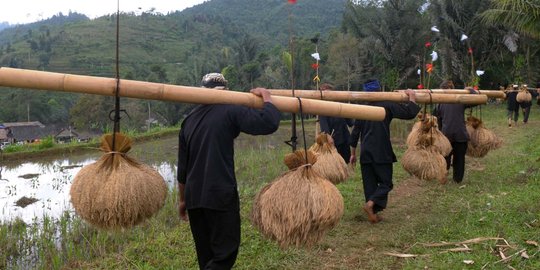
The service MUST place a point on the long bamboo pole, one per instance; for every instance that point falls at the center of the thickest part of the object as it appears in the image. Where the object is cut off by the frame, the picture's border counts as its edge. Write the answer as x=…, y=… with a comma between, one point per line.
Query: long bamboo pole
x=40, y=80
x=383, y=96
x=489, y=93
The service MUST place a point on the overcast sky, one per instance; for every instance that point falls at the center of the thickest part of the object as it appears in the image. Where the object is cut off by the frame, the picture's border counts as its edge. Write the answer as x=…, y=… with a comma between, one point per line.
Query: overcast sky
x=25, y=11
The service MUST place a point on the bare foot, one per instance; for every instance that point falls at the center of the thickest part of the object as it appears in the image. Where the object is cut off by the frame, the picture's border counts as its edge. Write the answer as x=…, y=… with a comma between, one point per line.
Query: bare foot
x=443, y=180
x=368, y=208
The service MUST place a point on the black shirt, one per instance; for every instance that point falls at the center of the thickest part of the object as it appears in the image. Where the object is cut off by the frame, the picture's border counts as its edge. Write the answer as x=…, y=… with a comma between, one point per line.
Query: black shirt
x=206, y=151
x=338, y=127
x=376, y=146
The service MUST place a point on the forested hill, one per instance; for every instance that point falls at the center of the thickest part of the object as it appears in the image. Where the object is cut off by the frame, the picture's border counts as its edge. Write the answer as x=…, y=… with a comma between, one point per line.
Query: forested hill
x=274, y=20
x=243, y=38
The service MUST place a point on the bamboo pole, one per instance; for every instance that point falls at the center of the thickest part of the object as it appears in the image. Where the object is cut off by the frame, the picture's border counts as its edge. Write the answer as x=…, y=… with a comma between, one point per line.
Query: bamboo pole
x=40, y=80
x=489, y=93
x=383, y=96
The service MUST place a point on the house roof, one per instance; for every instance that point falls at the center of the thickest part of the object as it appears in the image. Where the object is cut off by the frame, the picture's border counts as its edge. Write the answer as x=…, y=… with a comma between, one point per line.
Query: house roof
x=24, y=124
x=23, y=131
x=66, y=132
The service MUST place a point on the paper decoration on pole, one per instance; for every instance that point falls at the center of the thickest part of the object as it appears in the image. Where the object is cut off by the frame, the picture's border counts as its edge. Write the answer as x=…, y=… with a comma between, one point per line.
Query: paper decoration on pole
x=429, y=68
x=434, y=56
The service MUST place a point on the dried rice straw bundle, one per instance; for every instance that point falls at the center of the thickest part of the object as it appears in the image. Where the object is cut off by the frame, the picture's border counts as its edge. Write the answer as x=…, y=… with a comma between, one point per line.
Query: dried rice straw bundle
x=425, y=163
x=482, y=140
x=427, y=129
x=330, y=164
x=524, y=95
x=297, y=208
x=116, y=191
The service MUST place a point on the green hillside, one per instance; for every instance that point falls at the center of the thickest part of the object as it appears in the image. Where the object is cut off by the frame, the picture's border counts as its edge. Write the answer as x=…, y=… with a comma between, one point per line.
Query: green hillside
x=245, y=38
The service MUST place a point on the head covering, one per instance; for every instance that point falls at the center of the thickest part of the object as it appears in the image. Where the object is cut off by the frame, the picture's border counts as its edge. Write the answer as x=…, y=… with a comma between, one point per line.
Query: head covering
x=213, y=80
x=372, y=86
x=448, y=84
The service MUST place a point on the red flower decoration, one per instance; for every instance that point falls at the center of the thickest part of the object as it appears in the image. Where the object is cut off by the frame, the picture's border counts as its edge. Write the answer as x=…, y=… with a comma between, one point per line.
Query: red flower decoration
x=429, y=68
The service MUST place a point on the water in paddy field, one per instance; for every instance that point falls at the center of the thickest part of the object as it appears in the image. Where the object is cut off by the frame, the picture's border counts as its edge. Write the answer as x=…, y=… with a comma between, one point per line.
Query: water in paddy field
x=33, y=188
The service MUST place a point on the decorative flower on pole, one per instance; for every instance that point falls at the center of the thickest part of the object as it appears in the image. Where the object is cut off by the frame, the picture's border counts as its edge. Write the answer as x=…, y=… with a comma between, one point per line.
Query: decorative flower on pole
x=429, y=68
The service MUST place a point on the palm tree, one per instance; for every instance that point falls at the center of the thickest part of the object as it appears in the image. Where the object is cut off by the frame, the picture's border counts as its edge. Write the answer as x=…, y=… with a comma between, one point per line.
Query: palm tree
x=523, y=16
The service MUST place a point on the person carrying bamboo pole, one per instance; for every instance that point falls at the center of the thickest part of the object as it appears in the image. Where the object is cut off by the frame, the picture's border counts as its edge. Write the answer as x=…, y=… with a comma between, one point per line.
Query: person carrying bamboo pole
x=338, y=127
x=451, y=118
x=376, y=153
x=512, y=106
x=208, y=191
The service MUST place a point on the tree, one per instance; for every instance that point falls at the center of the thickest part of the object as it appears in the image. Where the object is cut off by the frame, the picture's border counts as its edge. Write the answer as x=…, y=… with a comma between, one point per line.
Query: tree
x=392, y=40
x=523, y=16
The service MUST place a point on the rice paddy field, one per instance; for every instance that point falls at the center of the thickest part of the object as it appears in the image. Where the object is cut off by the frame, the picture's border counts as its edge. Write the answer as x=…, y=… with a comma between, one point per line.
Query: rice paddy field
x=489, y=221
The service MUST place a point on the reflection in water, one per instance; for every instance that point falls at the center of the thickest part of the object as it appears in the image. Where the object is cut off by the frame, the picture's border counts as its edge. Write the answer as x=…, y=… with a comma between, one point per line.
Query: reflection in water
x=49, y=179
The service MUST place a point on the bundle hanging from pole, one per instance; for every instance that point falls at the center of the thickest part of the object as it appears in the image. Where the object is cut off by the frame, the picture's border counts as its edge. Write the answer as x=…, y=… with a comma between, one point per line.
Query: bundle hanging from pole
x=117, y=191
x=330, y=164
x=482, y=140
x=300, y=206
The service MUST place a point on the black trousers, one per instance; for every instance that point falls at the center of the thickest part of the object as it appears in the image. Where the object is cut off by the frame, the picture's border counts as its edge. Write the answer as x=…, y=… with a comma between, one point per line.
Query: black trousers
x=377, y=180
x=345, y=151
x=456, y=158
x=526, y=112
x=217, y=237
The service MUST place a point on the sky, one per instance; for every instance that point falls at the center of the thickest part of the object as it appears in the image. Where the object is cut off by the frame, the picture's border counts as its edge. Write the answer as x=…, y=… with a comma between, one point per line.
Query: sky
x=27, y=11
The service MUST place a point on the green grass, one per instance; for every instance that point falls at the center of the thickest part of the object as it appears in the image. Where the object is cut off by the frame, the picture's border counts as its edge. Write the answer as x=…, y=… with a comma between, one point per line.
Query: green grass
x=499, y=197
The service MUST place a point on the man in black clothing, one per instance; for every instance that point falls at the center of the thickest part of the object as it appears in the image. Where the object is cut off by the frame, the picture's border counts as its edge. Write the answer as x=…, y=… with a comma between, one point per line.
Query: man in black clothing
x=376, y=153
x=339, y=129
x=451, y=118
x=208, y=189
x=526, y=106
x=512, y=106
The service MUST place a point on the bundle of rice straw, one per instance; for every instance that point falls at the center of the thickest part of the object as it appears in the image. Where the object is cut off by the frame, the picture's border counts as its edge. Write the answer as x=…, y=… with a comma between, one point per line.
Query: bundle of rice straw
x=299, y=207
x=116, y=191
x=482, y=140
x=427, y=126
x=425, y=162
x=524, y=95
x=330, y=163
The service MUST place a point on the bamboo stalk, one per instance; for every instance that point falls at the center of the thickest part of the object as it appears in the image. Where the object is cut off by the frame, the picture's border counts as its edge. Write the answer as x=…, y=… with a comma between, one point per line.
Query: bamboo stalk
x=344, y=96
x=489, y=93
x=40, y=80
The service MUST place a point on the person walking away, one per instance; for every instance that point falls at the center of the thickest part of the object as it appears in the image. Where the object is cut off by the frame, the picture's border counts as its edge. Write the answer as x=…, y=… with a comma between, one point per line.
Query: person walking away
x=451, y=119
x=526, y=105
x=337, y=127
x=512, y=106
x=208, y=192
x=376, y=153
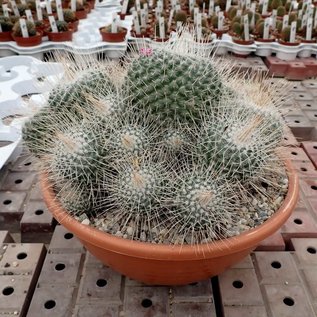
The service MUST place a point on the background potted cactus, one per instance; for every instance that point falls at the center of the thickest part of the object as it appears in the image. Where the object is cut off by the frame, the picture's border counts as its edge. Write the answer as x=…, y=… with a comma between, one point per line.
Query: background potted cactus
x=71, y=19
x=34, y=38
x=109, y=36
x=64, y=32
x=167, y=168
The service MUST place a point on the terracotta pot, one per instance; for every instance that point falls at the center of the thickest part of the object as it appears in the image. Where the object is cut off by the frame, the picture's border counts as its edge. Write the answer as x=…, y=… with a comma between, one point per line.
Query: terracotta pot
x=5, y=36
x=29, y=41
x=160, y=264
x=242, y=42
x=219, y=33
x=113, y=37
x=60, y=36
x=82, y=14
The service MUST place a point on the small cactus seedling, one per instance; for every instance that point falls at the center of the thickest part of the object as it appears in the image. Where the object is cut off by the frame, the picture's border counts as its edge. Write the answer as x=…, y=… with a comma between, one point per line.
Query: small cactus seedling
x=181, y=16
x=69, y=15
x=281, y=11
x=175, y=143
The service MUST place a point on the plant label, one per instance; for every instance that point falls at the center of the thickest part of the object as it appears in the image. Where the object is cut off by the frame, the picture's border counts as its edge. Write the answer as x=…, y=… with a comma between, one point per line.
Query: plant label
x=211, y=7
x=138, y=5
x=309, y=29
x=15, y=8
x=162, y=27
x=285, y=21
x=124, y=7
x=39, y=12
x=266, y=29
x=114, y=23
x=29, y=16
x=136, y=22
x=24, y=29
x=48, y=6
x=73, y=5
x=157, y=13
x=228, y=5
x=304, y=20
x=293, y=32
x=53, y=24
x=273, y=19
x=253, y=7
x=246, y=27
x=196, y=11
x=220, y=20
x=146, y=11
x=265, y=6
x=191, y=5
x=59, y=9
x=5, y=10
x=252, y=22
x=199, y=27
x=160, y=6
x=143, y=18
x=170, y=18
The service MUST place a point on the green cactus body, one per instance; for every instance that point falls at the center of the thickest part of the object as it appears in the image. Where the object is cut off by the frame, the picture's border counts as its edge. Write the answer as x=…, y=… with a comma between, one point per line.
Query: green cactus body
x=76, y=154
x=242, y=148
x=138, y=187
x=162, y=85
x=129, y=141
x=181, y=16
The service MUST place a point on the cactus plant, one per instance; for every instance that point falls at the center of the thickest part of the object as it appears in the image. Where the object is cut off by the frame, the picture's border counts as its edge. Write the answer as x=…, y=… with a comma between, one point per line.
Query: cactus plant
x=178, y=142
x=151, y=86
x=69, y=15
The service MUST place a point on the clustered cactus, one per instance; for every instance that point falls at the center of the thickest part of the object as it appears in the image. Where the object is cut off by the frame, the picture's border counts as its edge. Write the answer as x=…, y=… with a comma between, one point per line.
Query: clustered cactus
x=175, y=144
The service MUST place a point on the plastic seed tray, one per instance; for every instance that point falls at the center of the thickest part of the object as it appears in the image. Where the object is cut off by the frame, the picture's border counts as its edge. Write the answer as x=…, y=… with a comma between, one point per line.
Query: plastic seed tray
x=21, y=76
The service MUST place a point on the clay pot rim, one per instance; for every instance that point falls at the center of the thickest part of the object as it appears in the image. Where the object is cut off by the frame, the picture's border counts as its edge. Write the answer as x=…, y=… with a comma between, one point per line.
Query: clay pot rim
x=175, y=252
x=125, y=30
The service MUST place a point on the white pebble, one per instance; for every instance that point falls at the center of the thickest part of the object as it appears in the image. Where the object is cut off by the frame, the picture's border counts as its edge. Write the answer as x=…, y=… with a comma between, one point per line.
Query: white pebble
x=85, y=222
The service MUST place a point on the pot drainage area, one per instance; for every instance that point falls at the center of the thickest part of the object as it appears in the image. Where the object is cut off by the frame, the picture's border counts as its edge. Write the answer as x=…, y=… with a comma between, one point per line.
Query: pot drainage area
x=45, y=271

● ● ● ● ●

[REQUIRED TASK] Beginning at the line that holds "The service MUST place a point on the white", write out word for word each line through the end of the records.

[RESULT BELOW]
The service MUST place a point on the white pebble, one per instance; for every instance that point falls at the center of the thickest part of the object as it appears in the image. Where the object is cut off by the frame, the picture's border counts as its edge. Write the answer as x=…, y=… with a comma between, one point per line.
Query: white pebble
x=85, y=222
The service MUST place a point on the pot drainage area, one per instance; for every instance that point falls at the center of the thickest part of the object as it appears in the image. Where the object is cut off by the frame, the picture's border counts as its edge. Write the answer as x=…, y=… with a comma between, one point per line.
Query: pot drainage area
x=45, y=271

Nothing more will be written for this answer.